## Short task a
Copy out the rows, unchanged, from the line holding "garden</item>, it would be much appreciated." through the line holding "151 33 L 129", including both of those lines.

## Selected passage
# # # #
Measuring Captioning Accuracy: Why WER and NER Analyses Differ

February 28, 2024 BY REBECCA KLEIN

Captioning Best Practices for Media & Entertainment [Free eBook]


When it comes to measuring captioning accuracy, there’s no shortage of errors that need to be considered: punctuation, grammar, speaker identification, capitalization, and word errors, to name a few. But what does it mean when a captioning vendor says their captions are 99% accurate? 

It turns out that “99% accuracy” can mean very different things depending on the model a vendor uses to measure said accuracy. Different vendors use different measurement models, which can contribute to confusion when percentages are marketed to describe the accuracy of closed captions. In this blog, we’ll discuss the NER model and how it differs from two commonly used measurements, Word Error Rate (WER) and Formatted Error Rate (FER).

The NER Model

The NER model, which originated in Europe and is often used in Canada, differs from the accuracy measurement rates commonly used in the United States. In the U.S., all errors—including spelling, punctuation, grammar, speaker identifications, word substitutions, omissions, and more—are considered to obtain a percentage that measures the average accuracy of the closed captions on a piece of media. 

In contrast, NER scoring emphasizes meaning and how accurately ideas are captured in captions, making it an extremely subjective and legally risky measurement. For instance, the FCC closed captioning guidelines state, “In order to be accurate, captions must match the spoken words in the dialogue, in their original language (English or Spanish), to the fullest extent possible and include full lyrics when provided on the audio track.” More specifically, the guidelines require captions to include all words spoken in the order spoken (i.e., no paraphrasing). Considering the legal requirements of live and recorded captioning, the subjectivity of NER scoring makes it an inherently risky method.
# # # #
## Exercise data

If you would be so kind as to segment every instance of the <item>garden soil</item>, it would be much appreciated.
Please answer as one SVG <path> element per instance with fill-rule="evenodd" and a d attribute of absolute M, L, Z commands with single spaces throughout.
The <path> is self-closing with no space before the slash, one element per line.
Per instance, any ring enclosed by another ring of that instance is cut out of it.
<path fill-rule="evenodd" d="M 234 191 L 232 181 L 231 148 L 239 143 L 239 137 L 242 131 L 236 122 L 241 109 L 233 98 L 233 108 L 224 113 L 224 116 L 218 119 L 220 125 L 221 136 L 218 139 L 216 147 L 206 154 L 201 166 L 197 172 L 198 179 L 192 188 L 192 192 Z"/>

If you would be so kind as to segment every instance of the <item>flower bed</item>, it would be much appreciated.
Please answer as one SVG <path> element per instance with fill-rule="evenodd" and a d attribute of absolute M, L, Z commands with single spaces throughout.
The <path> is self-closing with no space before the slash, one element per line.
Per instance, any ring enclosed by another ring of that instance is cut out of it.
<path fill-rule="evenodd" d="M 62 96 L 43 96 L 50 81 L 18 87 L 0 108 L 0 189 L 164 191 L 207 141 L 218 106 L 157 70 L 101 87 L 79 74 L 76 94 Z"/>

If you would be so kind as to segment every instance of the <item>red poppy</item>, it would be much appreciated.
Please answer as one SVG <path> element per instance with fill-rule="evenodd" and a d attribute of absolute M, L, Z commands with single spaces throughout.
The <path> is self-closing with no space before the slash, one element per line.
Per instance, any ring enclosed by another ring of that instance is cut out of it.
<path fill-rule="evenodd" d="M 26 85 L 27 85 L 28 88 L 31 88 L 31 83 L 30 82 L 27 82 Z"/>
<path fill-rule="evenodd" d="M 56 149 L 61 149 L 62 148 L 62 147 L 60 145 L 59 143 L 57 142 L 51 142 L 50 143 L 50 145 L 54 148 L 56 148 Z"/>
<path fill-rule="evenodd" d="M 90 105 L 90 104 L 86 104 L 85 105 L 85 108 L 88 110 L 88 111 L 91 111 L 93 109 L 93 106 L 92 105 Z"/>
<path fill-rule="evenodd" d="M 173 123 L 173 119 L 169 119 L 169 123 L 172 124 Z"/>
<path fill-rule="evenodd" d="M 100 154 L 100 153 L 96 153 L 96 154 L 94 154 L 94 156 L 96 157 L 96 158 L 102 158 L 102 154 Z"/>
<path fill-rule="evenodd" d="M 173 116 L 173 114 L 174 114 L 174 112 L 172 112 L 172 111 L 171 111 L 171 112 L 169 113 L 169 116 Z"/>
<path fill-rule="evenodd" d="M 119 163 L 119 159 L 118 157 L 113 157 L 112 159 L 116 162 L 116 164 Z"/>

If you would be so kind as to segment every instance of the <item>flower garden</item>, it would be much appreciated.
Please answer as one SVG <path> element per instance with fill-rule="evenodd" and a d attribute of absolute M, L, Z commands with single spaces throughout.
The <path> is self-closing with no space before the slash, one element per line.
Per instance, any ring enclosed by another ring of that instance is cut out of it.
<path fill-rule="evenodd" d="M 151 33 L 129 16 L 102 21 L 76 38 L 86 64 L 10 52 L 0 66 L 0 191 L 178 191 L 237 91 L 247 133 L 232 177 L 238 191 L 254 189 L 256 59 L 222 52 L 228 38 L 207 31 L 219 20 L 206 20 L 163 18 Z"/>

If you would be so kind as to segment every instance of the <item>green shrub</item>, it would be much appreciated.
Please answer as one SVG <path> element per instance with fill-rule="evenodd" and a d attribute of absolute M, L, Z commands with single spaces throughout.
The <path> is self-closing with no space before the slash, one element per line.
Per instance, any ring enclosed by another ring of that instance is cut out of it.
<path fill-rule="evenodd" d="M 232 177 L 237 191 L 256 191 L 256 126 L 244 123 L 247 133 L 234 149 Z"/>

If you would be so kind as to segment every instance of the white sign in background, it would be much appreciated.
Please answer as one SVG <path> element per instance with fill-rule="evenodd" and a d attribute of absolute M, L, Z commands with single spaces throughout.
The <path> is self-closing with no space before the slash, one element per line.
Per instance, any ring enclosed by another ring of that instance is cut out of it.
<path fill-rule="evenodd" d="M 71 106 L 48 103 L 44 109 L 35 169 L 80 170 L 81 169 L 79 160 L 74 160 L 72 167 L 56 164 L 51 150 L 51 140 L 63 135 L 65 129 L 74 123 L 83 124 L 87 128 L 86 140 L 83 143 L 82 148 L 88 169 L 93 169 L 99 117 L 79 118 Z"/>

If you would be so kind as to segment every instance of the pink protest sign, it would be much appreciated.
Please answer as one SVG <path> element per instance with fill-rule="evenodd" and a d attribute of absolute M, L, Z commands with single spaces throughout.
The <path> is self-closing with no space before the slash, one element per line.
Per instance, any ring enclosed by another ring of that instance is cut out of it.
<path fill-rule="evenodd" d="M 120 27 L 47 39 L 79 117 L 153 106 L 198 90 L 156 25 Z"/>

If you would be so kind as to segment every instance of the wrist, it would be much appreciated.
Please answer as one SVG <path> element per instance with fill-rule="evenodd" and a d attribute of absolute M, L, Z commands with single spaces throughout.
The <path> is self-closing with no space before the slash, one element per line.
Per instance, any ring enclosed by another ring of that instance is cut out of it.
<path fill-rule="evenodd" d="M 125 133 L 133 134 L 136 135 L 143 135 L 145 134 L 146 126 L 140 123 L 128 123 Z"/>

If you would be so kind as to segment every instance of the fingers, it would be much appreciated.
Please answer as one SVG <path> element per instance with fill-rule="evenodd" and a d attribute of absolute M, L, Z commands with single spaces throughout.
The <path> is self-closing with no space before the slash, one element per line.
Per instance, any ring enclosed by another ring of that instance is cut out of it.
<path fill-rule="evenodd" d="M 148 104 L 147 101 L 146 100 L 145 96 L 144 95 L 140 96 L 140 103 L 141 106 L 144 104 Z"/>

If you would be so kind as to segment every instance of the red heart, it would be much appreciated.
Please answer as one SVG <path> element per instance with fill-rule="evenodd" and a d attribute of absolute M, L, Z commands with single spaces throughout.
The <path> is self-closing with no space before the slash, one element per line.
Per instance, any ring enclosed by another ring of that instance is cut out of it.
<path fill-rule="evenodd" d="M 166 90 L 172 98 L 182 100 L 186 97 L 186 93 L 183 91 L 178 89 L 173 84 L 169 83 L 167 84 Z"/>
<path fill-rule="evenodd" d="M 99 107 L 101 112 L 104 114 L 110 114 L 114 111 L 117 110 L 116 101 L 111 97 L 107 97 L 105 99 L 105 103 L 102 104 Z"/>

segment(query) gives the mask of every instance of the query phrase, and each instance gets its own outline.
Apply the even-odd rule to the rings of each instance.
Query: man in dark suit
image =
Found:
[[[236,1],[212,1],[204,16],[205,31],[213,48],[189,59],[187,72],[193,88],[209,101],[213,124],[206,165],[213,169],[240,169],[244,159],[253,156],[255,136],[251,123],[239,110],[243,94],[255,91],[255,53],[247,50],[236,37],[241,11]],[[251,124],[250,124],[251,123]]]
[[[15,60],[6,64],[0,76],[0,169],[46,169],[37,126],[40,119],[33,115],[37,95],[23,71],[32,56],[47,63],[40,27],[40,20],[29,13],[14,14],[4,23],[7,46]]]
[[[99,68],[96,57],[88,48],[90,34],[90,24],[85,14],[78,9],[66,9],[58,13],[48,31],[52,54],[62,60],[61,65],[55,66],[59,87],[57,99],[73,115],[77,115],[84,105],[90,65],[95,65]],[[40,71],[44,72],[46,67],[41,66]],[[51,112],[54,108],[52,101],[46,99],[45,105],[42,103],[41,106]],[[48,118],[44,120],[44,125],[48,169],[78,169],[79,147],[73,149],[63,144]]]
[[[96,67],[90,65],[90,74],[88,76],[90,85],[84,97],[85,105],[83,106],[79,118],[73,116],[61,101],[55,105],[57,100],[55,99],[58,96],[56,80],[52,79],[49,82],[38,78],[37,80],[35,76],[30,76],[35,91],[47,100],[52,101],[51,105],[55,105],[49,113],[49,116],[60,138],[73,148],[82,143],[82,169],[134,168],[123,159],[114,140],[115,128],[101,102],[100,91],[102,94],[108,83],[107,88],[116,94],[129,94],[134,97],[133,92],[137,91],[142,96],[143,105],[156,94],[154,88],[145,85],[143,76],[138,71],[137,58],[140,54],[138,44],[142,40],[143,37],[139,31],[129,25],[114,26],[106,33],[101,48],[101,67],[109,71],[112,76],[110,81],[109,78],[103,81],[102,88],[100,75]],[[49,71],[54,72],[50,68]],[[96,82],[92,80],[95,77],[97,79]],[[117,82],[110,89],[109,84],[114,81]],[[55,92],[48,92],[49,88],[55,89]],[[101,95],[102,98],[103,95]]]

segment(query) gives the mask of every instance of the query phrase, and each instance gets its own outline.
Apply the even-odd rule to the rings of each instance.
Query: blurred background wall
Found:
# # # #
## Short task b
Pick up the piece on measuring captioning accuracy where it stops, and keep writing it.

## Expected answer a
If you would be so kind as to segment every instance of the <item>flower garden</item>, it would be much appreciated.
Please answer as one SVG <path> element per instance with fill-rule="evenodd" and a d attribute of absolute M, L, Z commands with single spaces throughout.
The <path> is self-closing with no space before the slash, one element per line.
Per instance, any ring enclosed by another ring of that instance is cut out of it.
<path fill-rule="evenodd" d="M 151 33 L 129 16 L 102 21 L 76 38 L 86 64 L 10 52 L 0 66 L 0 191 L 178 191 L 237 91 L 247 133 L 232 177 L 238 191 L 254 189 L 256 59 L 222 52 L 228 38 L 207 31 L 219 20 L 206 20 L 163 18 Z"/>

## Expected answer b
How are NER Scores Calculated?

Vendors grade each caption error based on its severity or resulting understandability when using the NER model. In many cases, vendors decide for themselves what constitutes a critical error. This subjectivity means that a caption file could get different NER results depending on who scores the file—contributing to significant liability for customers. 

The NER Calculation
NER Score = (Words – NER Deductions) / Words * 100

One of the reasons NER scores get inflated so quickly is that the denominator of the NER equation is all of the words written. However, the numerator, which is the number of correct words, also starts at the total count of words and is only deducted by fractions of certain words, even if a whole sentence is paraphrased or several words are wrong in sequence. In addition, the denominator is the total number of words captioned, not the total number of words that should have been captioned based on verbatim dialogue.


 Discover Captioning Best Practices for the Entertainment Industry ➡️ 


Types of NER Errors

NER errors are categorized under two main types, each with corresponding deduction values of either 0.0, 0.25, 0.5, or 1.0 (a full point deduction). In this way, the NER model functions more as a score than a percentage. Caption scoring begins at 100 and is graded according to the number of errors and their assigned score deductions. 

Of note, the NER marking of “Correct Edition” indicates that paraphrased captions capture the full meaning of the spoken content. However, a Correct Edition marking might have a starkly decreased WER score with no deduction in the NER score. At 3Play Media, we see many examples of this difference, which is consequential for accessibility and legal compliance with FCC standards and other legislation.

NER vs. WER: Different Measurements Provide Different Results
In conducting market research, we scored a Canadian government meeting transcription using the NER method and received a score of 99.00 (or “very good”) because the captioner used a high degree of paraphrasing that was “mostly successful.” However, when we scored the same meeting using the WER method, we received an accuracy rating of 93.2%, which is not legally compliant under the FCC due to the number of captions that were paraphrased compared to the verbatim speech. We plan to conduct further research to analyze the measurement challenges of NER vs. WER.

Edition errors represent the loss of an idea unit or piece of information. They include:

  • Critical Error (False Information): An editing or paraphrasing error provides false but plausible information (-1.0)
  • Major Error (Loss of Main Point): Inaccurate captions lose the main point of an idea (-0.5)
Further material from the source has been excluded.